__PAGE EXTRACT__.
Greek authorities have resisted calls to cut tax on fuel, opting instead for 30-50 euro subsidies to less well-off car and motorcycle owners.
 


For Iraqi amputees football team, healing is the goal

Updated 24 June 2022

For Iraqi amputees football team, healing is the goal

  • Today, at age 22, Ali is a member of an all-amputee football team, made up entirely of players
  • The team has some 30 players and has qualified for the Amputee Football World Cup to be held in Turkey in late 2022

BAGHDAD: As a seven-year-old boy in Baghdad, Mohamed Ali dreamt of becoming a goalkeeper — until a car bomb in the central Tahrir Square ripped away his left arm.
The child had become another casualty of the sectarian blood-letting that raged in Iraq in the years after the 2003 US-led invasion that toppled Saddam Hussein.
“I was deprived of playing football,” he said, recalling the traumatic event of 2007 that also ended his time with the junior football team of the Air Force Club in Baghdad.
Today, at age 22, Ali is a member of an all-amputee football team, made up entirely of players who lost arms or legs in Iraq’s many years of war and turmoil.
“The creation of this team brought me back to life,” he said. “It helped me regain my self-confidence.”
The team has some 30 players and has qualified for the Amputee Football World Cup to be held in Turkey in late 2022.
Its founder Mohamed Al-Najjar was studying in England when he discovered a Portsmouth amputee team and decided to replicate the experience.
Back in Iraq, he posted an announcement on social networks.
“Applications started pouring in and we formed the team in August 2021,” recalls the 38-year-old lawyer.
Najjar’s right leg was amputated after he was wounded in 2016 “while taking part in the fight against the Daesh group.”
At the time Najjar, like several of his teammates, was fighting with the pro-Iranian Hashed Al-Shaabi, a paramilitary force that has since been integrated into Iraq’s regular forces.
Three times a week, he now meets up with the group to train on one of the fields of the brand new Al-Chaab complex in Baghdad.
Using crutches, one-legged players warm up by sprinting in the green jersey of the national team, then practice penalty kicks.
The goalkeeper, his left arm amputated, intercepts the ball by blocking it with his stomach.
Before they found the camaraderie of the team, Najjar said, “most of the players were suffering from severe depression.”

__INFORMATION GIVEN__.

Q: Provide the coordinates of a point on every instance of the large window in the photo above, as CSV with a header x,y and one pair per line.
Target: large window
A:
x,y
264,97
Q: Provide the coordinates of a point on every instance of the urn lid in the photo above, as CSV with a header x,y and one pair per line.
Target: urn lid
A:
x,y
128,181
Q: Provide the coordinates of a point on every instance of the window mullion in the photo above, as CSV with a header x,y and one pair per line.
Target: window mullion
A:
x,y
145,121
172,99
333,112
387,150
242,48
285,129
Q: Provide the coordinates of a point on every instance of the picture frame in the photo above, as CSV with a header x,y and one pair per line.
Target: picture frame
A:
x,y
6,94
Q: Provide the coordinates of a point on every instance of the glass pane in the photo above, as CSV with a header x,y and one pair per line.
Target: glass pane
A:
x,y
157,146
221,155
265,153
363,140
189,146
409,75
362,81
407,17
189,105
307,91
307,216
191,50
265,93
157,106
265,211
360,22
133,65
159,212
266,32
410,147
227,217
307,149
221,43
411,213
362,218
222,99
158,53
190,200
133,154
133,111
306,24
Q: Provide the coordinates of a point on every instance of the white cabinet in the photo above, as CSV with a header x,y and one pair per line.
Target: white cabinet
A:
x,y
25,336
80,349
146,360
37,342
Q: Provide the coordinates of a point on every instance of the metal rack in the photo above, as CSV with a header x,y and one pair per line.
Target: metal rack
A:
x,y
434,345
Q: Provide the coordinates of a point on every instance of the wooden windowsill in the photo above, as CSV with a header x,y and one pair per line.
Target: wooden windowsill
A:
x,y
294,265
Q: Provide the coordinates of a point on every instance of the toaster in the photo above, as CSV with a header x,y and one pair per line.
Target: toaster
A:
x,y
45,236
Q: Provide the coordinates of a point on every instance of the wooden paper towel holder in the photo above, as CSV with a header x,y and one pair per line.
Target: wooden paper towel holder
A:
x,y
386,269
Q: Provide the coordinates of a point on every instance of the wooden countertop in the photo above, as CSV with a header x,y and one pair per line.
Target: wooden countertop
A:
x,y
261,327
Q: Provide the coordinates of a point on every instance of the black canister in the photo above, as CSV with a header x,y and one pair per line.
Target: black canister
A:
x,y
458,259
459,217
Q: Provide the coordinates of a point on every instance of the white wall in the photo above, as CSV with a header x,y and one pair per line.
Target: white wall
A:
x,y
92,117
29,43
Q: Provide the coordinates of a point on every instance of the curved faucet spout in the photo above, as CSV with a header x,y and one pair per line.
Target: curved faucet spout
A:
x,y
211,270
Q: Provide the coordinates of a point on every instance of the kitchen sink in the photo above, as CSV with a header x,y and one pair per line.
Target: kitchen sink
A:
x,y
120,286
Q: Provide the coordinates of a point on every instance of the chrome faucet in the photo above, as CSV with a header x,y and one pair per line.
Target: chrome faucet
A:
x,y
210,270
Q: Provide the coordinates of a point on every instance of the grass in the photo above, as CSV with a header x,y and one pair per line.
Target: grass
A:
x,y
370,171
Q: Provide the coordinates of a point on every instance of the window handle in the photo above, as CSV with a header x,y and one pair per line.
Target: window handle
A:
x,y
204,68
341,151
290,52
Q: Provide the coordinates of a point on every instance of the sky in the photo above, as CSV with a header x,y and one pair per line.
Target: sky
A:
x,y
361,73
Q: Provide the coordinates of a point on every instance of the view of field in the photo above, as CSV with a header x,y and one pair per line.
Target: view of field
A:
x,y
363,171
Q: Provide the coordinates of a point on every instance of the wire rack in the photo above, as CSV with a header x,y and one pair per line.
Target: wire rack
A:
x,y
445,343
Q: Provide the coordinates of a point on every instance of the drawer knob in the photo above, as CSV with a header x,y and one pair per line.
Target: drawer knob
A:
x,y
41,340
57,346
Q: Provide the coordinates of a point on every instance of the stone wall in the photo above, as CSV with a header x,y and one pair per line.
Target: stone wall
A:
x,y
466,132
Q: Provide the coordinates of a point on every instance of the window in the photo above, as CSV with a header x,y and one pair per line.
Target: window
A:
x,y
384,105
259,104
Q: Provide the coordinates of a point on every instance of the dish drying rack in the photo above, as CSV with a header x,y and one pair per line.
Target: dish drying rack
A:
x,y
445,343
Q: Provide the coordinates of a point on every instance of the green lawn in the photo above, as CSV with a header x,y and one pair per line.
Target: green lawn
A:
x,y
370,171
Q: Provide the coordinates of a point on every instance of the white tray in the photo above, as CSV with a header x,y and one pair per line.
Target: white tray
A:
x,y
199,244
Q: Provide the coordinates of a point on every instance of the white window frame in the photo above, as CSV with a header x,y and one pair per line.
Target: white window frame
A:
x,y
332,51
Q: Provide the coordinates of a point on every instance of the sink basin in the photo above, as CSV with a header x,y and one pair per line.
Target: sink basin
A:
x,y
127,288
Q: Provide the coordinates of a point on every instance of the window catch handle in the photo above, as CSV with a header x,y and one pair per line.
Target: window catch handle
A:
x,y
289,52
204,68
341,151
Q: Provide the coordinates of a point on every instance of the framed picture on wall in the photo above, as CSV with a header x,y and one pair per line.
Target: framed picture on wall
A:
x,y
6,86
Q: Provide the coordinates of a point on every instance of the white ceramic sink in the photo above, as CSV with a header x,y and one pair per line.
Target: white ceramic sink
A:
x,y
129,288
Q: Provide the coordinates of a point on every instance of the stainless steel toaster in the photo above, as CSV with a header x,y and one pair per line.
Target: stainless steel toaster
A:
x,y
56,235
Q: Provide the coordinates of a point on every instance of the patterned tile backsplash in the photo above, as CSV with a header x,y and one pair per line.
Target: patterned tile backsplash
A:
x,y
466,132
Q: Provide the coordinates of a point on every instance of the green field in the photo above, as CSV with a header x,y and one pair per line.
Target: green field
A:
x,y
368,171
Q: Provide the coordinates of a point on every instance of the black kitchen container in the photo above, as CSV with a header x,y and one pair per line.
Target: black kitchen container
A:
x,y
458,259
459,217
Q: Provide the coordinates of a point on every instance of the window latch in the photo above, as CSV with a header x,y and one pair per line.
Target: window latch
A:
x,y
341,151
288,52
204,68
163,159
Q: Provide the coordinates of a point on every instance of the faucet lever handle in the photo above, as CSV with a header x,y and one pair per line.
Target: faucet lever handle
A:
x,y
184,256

__APPLY WHAT YOU READ__.
• A. In the article about the Iraqi amputee football team, what led Mohamed Al-Najjar to found the team? Answer in one to three sentences.
• B. Answer these questions from the article about the Iraqi amputee football team, putting each answer on its own line:
(i) In what year did the car bomb take Mohamed Ali's arm?
(ii) When was the team formed?
(iii) How often does Najjar train with the group?
• C. Continue the article about the Iraqi amputee football team from its last sentence.

__OUTPUTS IN ORDER__.
• A. While he was studying in England, Mohamed Al-Najjar discovered a Portsmouth amputee team and decided to replicate the experience. Back in Iraq, he posted an announcement on social networks, and the team was formed in August 2021.

• B.
(i) 2007
(ii) August 2021
(iii) Three times a week

• C.
“Some even had thought of suicide because they had lost a limb and they had been professional players before.
“But we overcame these psychological problems,” he said, adding that it pleased him to now see his players “posting their pictures with the team on social networks.”
In the official competition, matches are played in teams of seven on fields measuring 60 by 40 meters (about 200 by 130 feet).
The goals are two meters high and five meters wide — smaller than the 2.4 by 7.3 meter goals used in traditional football.
The Iraqi state offers financial aid to victims of attacks and of battles against jihadists. The players receive monthly allowances of between $400 and $700.
Most make ends meet by working as day laborers in the markets, said Najjar.
But a major obstacle for the team is a lack of official recognition, and therefore funding, from Iraqi sports bodies.
The Poland-based International Amputee Football Federation is not part of the International Paralympic Committee.
The Iraqi team therefore receives no state subsidies, said Aqil Hamid, the head of the parliamentary committee on disability sports.
For equipment and transport, the team depends on donations from associations, said Najjar. There is also occasional help from some Hashed bodies.
“They helped us with a trip to Iran, they paid for the plane tickets,” said Najjar, adding that he hoped for “wider support.”
Another team member, Ali Kazim, lost his left leg to a Baghdad car bomb in 2006, which abruptly ended his professional football career with the Air Force Club.
“I couldn’t pursue my ambitions, I stayed at home,” said the 38-year-old.
Today, his four children are his biggest supporters.
“They are the ones who pack my sports bag,” he said. “They tell me: ‘Daddy, go train’. My morale has totally changed.”